■ INPUT RECORDS
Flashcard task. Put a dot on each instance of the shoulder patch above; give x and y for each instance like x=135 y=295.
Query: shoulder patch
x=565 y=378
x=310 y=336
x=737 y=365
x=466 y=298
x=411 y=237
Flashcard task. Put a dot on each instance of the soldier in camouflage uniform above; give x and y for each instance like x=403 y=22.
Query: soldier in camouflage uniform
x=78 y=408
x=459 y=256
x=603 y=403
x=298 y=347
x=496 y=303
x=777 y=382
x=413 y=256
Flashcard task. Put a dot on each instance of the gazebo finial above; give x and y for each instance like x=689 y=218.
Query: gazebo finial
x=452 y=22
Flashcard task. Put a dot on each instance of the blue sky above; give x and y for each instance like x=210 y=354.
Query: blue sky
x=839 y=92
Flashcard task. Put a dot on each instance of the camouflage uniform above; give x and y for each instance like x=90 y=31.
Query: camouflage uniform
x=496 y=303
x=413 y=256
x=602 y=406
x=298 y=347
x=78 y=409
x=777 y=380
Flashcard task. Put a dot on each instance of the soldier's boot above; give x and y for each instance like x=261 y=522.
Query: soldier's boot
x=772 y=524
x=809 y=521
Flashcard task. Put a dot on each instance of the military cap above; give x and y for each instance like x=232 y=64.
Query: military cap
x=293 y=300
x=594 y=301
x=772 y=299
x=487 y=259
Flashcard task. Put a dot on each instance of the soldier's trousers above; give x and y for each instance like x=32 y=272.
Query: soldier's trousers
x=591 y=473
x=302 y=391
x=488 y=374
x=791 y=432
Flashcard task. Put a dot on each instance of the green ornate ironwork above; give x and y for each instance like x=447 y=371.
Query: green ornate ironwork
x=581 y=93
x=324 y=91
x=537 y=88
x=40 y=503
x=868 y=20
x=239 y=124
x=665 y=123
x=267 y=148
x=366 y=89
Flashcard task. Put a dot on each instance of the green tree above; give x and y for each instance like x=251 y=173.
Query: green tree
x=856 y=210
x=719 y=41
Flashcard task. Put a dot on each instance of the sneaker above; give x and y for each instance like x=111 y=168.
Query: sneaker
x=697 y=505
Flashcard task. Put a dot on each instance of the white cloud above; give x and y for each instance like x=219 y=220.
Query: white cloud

■ EXERCISE
Set all the entries above down again exactly.

■ REPLY TO THE EXERCISE
Flashcard task. Put a dot on each instance of the shoulder patch above; give x and y for each instance like x=135 y=295.
Query: shoulder patch
x=565 y=378
x=310 y=336
x=737 y=365
x=466 y=298
x=411 y=237
Flashcard task. Put a dot on each instance of the soldier in camouflage uniform above; give x and y for each instance like x=403 y=22.
Query: soldier in camouflage uniform
x=78 y=408
x=459 y=256
x=603 y=403
x=298 y=347
x=496 y=303
x=777 y=382
x=413 y=256
Flashcard task. Put a dot on each instance of the gazebo finial above; give x and y for each instance like x=689 y=218.
Query: gazebo finial
x=452 y=22
Flashcard task. Put a dot on each instance of the blue sky above; give x and y for each instance like x=210 y=354.
Query: blue sky
x=839 y=92
Flashcard task. Put a dot on each instance of the camouflage uniform above; give x and y for each instance like x=90 y=31.
Query: camouflage uniform
x=496 y=303
x=413 y=256
x=602 y=406
x=298 y=347
x=78 y=409
x=777 y=380
Flashcard task. Put a dot on each instance of the soldier's boot above; give x and y for each instance like x=261 y=522.
Query: soldier's boot
x=772 y=524
x=809 y=521
Flashcard task. Put a dot on each instance of the military cap above; give x and y for each instance like x=232 y=64.
Query: military cap
x=293 y=300
x=594 y=301
x=772 y=299
x=487 y=259
Flashcard task. Put a dot on each instance of the soldier's trousers above; give x and y for each instance like x=32 y=272.
Query: soldier's trousers
x=591 y=473
x=302 y=391
x=488 y=374
x=791 y=432
Flashcard task. Put a dot on each instance of the green ornate ironwork above; give x and y for each instance like x=447 y=371.
Query: green ornate ironwork
x=581 y=93
x=324 y=91
x=537 y=88
x=40 y=503
x=868 y=20
x=239 y=124
x=665 y=123
x=267 y=148
x=366 y=89
Flashcard task. Put a dot on each instance of the green tree above; give x and y for each instance like x=251 y=173.
Query: green tree
x=856 y=210
x=719 y=41
Flashcard task. Put a dot on each instance of the sneaker above; give x and y for each instance like x=111 y=168.
Query: sneaker
x=697 y=505
Flashcard task. Put a dot on each instance of the white cloud above; give x and y for each instance like x=219 y=220.
Query: white cloud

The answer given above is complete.